╭─ PAGE EXTRACT

Below is a statement from Prof. Deepa Kumar, one of the plaintiffs in a pay equity lawsuit, appearing at an October 15 press conference. She is a Professor of Journalism and Media Studies in the School of Communication and Information, with 16 years at Rutgers University.

My name is Deepa Kumar, and I am a professor of Media Studies at the School of Communication and Information, or SCI. I was promoted to full professor this past June. I am also the immediate past president of the Rutgers AAUP-AFT.

I was asked to say a little about my credentials, so here goes: I am a scholar of gender, race, and class with an expertise in Islamophobia. I have over 75 publications, which include books, journal articles, book chapters, and articles in mainstream and independent media. I have won several national and Rutgers awards for my scholarship and service. My work has been translated into eight languages and is read around the world. I have also been sought out as an expert and given over 200 news media interviews for global and national outlets from the BBC, to the Danish Broadcasting Corporation, and NPR. 

I joined Rutgers in 2004 as an assistant professor. I was part of cohort of five colleagues, all white women and men except for me, who were hired around the same time at SCI. I started with a good salary, higher than several of these colleagues, because I had four years seniority, having taught at Wake Forest University before coming to Rutgers. However, in slightly over a decade, I had fallen to the lowest paid. My salary was on average $13,500 less than the other members of the cohort. This is despite the fact that my accomplishments matched and, in several cases, exceeded those of my peers. 

During this time, SCI also lost a number of faculty of color. SCI has what is called a “revolving door” with faculty of color. For instance in 2012, there were six tenured and tenure track faculty of color at SCI. By 2020, five of those faculty had left. We have since hired new faculty of color. However, out of a total of 42 tenured and tenure track faculty at SCI, there are only two tenured faculty of color: one associate professor and one full professor (me). In fact, I am the first person of color to be promoted to full professor in the entire history of the School of Communication and Information. With such a climate, it has been hard to win pay equity. 

When I first approached my dean after I got tenure back in 2010 to ask for a salary adjustment, I was told that would only be possible if I got a job offer from another university; then, as part of a retention offer, my salary could be increased. It is well documented that women are not as mobile as men, because they have husbands/partners who cannot move or family members who require care, such as elderly parents or young children. So when this is presented as the only mechanism by which women can achieve salary parity they lose out. Also, this is a game that many of us are unwilling to play. Unless we are serious about moving, we do not want to waste our time as well as the time of colleagues at other schools applying for jobs we don’t intend to take just to get an equity correction to our salaries. Further, we believe that loyalty should be rewarded.

╰─
╭─ RECORDS PROVIDED

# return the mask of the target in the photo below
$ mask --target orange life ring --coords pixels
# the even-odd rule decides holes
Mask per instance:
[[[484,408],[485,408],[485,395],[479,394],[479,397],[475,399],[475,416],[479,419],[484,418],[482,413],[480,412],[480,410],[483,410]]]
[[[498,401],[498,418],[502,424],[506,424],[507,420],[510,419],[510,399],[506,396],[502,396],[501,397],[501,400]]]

╰─

- [DIRECTIONS]
[1] In the pay equity statement, how much lower was the speaker's salary on average than those of the other members of the cohort?
[2] Continue the pay equity statement, picking up right after its final sentence.

- [ANSWERS IN ORDER]
[1] $13,500 less on average.

[2]
In 2018, Cambridge University approached me to apply for a full professor position. I was honored that I had come to the attention of one of the leading universities in the world and was part of a handful of scholars who were invited to apply. Last year, another university offered me an endowed chair position, which is a prestigious distinction. Yet I was given a $6,000 salary increase as part of a retention offer. This stands in stark contrast to a white male in my cohort who was offered slightly over $22,000 over a decade ago for an assistant professor position. Also, other white faculty at my rank in the last four years have received at least $14,500 in salary increases in their retention offers, and none of these were for endowed chair positions. My colleagues are excellent scholars and teachers and deserve every penny they have earned. My point is, so do I. This is a fundamental question of equity: equal pay for equal work.

Let me explain concretely what pay inequity means over the course of a career. In the last twelve years, I would estimate that I have lost over $300,000 in earnings because I wasn’t paid what I should have been. This has real consequences for my social security, pensions, and savings. It has an impact on the rate at which I pay my loans, when I am able to retire, and how much I am able to support members of my family.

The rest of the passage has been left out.